Source extract -
** Start **

# DecoNetwork Issues Unresolved!



## Mlabbas (Sep 12, 2011)

We're an established t-shirt retail business that has been planning our entry into online selling ever since we got our direct-to-garment machine last summer. We signed up with Deconetwork many months and have been working to go live since the beginning of the year. 

After getting through most issues (we hired a web-developer to do some nice make-up to the site), we are still facing critical problems that Deconetwork support have not been able to resolve. 

While using photoshop to create our own tshirt template, we've tried every combination of adjusting brightness, contrast, hue, and saturation, and failed to ever get the right results! We are facing three various problems every time we upload a template:

1) We would get a grey or red shirt for all the available colors (red, green, black, blue, yellow, etc) per shirt. Pic attached.

2) A bright shine would be visible on the shirt; giving it a fake/weird look. Pic attached. 

3) We can never get decent results for black shirts. It's always a light shade black (grey/silverish). 

We would HIGHLY appreciate any practical solution from the public as we've been going back and forth with DecoNetwork for many months!


----------



## blzpowr (Apr 16, 2011)

The shine looks like a lighting issue during original photography. We've had this happen in the past. A good pro photog should be able to compensate for that.

The other problem you mention, can't help. Perhaps Deconetwork can chime in or perhaps someone who is deep into deco.

Good luck.


----------



## headfirst (Jun 29, 2011)

** End **

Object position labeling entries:
** Start **

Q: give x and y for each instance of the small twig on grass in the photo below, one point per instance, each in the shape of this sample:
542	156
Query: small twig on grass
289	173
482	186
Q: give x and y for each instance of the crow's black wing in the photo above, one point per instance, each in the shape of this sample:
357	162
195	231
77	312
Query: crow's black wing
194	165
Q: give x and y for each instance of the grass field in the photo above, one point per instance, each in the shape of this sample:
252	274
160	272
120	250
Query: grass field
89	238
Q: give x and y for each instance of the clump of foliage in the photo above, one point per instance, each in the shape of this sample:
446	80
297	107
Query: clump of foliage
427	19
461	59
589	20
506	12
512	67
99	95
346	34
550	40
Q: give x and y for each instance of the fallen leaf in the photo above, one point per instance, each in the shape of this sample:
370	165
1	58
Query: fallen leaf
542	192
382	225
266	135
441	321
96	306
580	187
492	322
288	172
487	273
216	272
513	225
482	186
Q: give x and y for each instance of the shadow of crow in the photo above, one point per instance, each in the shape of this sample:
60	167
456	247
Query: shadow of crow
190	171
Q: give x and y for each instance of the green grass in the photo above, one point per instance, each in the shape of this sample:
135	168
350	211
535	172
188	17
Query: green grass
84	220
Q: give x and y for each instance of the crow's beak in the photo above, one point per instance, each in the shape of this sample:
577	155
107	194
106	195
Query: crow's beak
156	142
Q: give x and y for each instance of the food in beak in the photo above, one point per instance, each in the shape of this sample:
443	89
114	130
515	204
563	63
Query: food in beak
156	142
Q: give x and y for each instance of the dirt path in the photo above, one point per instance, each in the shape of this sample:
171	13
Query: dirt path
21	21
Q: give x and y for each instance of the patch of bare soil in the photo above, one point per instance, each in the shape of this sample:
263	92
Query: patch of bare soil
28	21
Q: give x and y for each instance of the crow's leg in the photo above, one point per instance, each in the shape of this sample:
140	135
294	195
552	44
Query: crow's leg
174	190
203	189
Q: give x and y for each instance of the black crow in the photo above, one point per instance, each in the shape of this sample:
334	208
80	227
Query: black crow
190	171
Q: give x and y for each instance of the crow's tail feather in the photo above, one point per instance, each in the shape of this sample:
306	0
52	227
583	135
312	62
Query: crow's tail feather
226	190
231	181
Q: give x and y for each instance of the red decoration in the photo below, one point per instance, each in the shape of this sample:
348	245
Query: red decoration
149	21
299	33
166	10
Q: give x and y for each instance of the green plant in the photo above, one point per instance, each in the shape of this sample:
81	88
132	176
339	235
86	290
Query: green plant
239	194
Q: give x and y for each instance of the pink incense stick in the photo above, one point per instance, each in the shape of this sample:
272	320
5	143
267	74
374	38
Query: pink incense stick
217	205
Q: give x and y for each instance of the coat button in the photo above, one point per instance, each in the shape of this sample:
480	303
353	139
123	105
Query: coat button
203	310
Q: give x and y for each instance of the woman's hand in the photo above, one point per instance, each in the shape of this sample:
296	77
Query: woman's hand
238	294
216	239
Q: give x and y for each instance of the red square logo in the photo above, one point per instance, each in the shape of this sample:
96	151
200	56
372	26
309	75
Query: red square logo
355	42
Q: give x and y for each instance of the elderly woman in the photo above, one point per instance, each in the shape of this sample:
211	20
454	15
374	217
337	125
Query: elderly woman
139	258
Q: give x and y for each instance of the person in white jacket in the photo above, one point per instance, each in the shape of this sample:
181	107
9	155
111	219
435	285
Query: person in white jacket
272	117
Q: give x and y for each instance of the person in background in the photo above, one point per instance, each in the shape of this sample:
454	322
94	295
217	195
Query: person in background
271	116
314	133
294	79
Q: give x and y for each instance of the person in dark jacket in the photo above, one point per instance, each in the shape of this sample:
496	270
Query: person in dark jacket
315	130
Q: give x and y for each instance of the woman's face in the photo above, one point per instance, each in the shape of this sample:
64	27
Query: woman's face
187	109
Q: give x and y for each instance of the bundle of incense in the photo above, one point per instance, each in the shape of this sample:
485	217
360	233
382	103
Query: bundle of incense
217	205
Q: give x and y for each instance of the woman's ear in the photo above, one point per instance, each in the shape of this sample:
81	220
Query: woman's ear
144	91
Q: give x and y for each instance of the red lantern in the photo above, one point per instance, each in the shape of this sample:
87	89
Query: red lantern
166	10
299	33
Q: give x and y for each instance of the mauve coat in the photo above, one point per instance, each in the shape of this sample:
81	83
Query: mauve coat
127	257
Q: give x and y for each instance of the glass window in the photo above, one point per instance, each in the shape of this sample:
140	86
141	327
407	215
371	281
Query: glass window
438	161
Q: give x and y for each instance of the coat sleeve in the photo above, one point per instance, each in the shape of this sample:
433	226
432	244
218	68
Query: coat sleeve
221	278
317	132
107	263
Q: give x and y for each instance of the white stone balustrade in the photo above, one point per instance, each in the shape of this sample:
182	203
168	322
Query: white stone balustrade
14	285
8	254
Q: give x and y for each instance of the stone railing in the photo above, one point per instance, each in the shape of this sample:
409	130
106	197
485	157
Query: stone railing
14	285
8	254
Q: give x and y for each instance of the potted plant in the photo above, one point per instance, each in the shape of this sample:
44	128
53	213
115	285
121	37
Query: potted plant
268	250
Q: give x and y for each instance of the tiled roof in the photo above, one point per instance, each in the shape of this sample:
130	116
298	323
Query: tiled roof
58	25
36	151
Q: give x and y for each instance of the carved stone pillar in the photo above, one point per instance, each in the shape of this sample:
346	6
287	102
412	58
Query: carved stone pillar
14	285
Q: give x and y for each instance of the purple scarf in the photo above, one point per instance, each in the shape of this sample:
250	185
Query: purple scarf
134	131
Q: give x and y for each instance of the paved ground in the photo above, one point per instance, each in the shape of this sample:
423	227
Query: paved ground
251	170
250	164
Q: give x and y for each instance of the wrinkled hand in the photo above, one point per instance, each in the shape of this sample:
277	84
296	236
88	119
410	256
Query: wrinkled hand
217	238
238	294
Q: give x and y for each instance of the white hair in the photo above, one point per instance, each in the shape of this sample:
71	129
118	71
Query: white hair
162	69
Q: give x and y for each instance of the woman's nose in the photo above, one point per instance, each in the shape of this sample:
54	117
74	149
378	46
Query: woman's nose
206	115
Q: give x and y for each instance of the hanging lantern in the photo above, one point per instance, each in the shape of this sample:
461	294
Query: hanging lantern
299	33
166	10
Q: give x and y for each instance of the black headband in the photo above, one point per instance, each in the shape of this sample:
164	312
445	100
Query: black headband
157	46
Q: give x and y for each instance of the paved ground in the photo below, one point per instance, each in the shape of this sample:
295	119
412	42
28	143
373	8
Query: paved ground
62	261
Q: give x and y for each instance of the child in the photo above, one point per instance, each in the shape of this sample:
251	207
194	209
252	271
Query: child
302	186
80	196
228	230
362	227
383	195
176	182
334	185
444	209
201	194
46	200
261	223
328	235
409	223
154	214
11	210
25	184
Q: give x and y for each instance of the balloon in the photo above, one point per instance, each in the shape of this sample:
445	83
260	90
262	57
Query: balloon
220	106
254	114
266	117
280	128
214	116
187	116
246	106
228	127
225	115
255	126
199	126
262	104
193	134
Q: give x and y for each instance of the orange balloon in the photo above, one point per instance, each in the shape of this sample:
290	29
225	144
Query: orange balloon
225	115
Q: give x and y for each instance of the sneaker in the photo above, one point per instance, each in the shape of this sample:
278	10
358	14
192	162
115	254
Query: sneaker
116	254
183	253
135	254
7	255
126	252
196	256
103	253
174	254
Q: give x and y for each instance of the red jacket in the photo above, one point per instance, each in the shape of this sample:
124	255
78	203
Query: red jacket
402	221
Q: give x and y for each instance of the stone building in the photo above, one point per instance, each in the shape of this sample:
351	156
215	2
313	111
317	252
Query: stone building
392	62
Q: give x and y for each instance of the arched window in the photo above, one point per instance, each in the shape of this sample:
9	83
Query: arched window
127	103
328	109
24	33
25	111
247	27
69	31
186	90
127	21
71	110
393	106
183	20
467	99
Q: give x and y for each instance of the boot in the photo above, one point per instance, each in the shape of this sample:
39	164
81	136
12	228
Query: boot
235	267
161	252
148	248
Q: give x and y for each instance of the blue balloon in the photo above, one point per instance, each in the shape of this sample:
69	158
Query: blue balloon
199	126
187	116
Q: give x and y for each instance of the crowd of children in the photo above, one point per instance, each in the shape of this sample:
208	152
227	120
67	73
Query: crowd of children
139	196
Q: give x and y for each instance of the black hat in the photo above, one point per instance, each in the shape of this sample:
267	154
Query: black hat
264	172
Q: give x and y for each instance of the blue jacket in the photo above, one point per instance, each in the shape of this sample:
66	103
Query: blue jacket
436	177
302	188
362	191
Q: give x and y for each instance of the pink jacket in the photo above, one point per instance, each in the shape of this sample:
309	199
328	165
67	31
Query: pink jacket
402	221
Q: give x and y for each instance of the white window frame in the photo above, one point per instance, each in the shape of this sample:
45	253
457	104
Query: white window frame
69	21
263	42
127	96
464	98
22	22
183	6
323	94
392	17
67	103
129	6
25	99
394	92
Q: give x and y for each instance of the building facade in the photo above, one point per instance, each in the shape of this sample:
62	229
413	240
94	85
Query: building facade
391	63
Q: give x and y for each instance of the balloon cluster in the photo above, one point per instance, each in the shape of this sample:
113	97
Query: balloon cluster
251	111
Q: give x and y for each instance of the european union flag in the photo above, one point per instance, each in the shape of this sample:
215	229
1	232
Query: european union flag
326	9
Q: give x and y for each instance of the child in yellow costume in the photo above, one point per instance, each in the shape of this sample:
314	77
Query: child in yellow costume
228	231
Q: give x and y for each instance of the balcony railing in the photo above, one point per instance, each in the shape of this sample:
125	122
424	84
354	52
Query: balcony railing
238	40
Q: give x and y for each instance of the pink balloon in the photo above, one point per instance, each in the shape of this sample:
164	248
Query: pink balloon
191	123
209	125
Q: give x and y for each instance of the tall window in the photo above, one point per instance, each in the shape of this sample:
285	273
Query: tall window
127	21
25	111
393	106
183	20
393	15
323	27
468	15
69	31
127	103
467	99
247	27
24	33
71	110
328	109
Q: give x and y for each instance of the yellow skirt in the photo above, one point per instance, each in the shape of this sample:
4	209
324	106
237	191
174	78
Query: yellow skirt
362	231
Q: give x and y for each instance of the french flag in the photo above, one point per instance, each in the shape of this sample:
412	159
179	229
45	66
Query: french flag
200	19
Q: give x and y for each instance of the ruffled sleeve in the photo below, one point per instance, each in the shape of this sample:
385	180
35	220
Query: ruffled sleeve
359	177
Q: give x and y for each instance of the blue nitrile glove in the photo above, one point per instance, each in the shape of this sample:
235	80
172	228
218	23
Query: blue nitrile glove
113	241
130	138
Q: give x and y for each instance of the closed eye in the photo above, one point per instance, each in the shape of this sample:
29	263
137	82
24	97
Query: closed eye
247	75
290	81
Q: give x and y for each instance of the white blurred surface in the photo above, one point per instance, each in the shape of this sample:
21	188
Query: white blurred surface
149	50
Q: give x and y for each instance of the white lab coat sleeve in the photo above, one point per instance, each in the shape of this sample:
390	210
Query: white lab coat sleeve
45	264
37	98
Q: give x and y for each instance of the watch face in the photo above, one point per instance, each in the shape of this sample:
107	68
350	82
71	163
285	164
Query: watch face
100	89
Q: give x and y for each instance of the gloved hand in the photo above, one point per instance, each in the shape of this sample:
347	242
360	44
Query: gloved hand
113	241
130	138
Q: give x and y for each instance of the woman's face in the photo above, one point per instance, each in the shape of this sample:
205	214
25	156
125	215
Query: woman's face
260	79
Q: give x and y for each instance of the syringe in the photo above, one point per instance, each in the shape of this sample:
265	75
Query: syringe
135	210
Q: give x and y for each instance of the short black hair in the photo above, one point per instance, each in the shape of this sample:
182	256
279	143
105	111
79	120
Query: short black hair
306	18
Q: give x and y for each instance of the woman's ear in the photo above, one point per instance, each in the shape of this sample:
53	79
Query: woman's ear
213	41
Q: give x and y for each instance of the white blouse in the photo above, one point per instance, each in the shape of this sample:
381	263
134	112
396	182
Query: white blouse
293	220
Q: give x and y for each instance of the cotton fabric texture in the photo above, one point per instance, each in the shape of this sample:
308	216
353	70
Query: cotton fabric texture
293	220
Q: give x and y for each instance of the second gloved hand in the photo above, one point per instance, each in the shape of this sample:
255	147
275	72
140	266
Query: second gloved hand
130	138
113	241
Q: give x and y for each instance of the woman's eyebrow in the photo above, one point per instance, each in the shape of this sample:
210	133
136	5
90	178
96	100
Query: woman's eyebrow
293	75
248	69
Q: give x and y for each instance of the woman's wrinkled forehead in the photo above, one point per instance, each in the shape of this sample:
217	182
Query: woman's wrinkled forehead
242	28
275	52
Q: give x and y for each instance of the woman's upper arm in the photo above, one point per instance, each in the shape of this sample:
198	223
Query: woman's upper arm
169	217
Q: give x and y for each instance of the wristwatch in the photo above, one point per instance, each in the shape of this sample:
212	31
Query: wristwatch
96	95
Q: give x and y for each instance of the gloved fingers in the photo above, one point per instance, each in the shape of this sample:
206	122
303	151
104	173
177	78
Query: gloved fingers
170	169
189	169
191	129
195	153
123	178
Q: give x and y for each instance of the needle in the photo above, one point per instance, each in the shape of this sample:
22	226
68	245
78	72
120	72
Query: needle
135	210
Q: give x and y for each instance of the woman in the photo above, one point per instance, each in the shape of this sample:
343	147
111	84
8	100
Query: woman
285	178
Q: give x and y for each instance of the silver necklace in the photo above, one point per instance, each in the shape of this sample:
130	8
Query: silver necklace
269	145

** End **

Things to do -
- 1) Locate every line of the listing that contains the word "tall" and copy each one out. Treat case as significant.
- 2) Proceed with the forum thread about DecoNetwork shirt template problems from the point where it stops.

Answers to the exercises -
- 1)
Q: give x and y for each instance of the tall window in the photo above, one point per instance, each in the shape of this sample:
Query: tall window

- 2)
What product are you using? Is that a custom product?

Deconetwork already has colors set for all of their pre-loaded products. If that's a custom product you need to create and upload a separate image for each color you are using.


----------



## YourLogoGear (Jul 5, 2011)

The auto-recolor option in Deco is not good. I agree with Patrick that you should upload a separate image for each color.


----------



## brenden (Dec 11, 2008)

Hi there,

The original image used makes a huge difference. You want to, as much as possible, reduce contrast in your original image and get as close to 50% grey as possible.

When making template images I use an exact 50% grey square in my photo software (such as Corel PHOTO-PAINT) and I keep t

Some tips:

1. Start with a mid-color product like a yellow, sky blue, pink etc. This gets a good 50% grey unlike a light color like white or dark color like navy or black. This usually requires over processing (too much contrast) which can get the affect you seem to be getting. See attached image Gildan_2000_Sky_1000.jpg

2. Cut out and place on a transparent background. Convert to grey scale then add a perfect 50% rectangle on a new layer. This will show you how far off your grey photo is to perfect 50% grey. See grey-001.png

3. Adjust the contrast right down. Usually the issue you reported is caused by too much contrast. You'll be surprised at the detail that still comes out even when the contrast is right down and it looks very flat when grey. Adjust the brightness as well the contrast so that together they come as close as possible to that grey rectangle you placed on the separate layer. See attached Gildan_2000_Sky_1000.psd which I've uploaded here: www.deconetwork.com/tmp/Gildan_2000_Sky_1000.psd (This forum didn't allow the file size so I had to upload there).

I've uploaded this PSD file to my test DecoNetwork website and I made three auto colors: Black, white, blue and red. You can see it here: Mlabbas - ACME Threads

I named the product the same as your user name.

You can see overall it has a pretty realistic view. The key is to get the contrast down really, really low. Just adjust the rightness to get the right color you want. I may have over brighten mine so the white is getting a little washed out.

All this said, nothing is better than a real image of the real color. But the trick to get the best recoloring effect is as close to 50% grey as possible and a very low contrast.

Hope this helps!

Brenden


----------



## Mlabbas (Sep 12, 2011)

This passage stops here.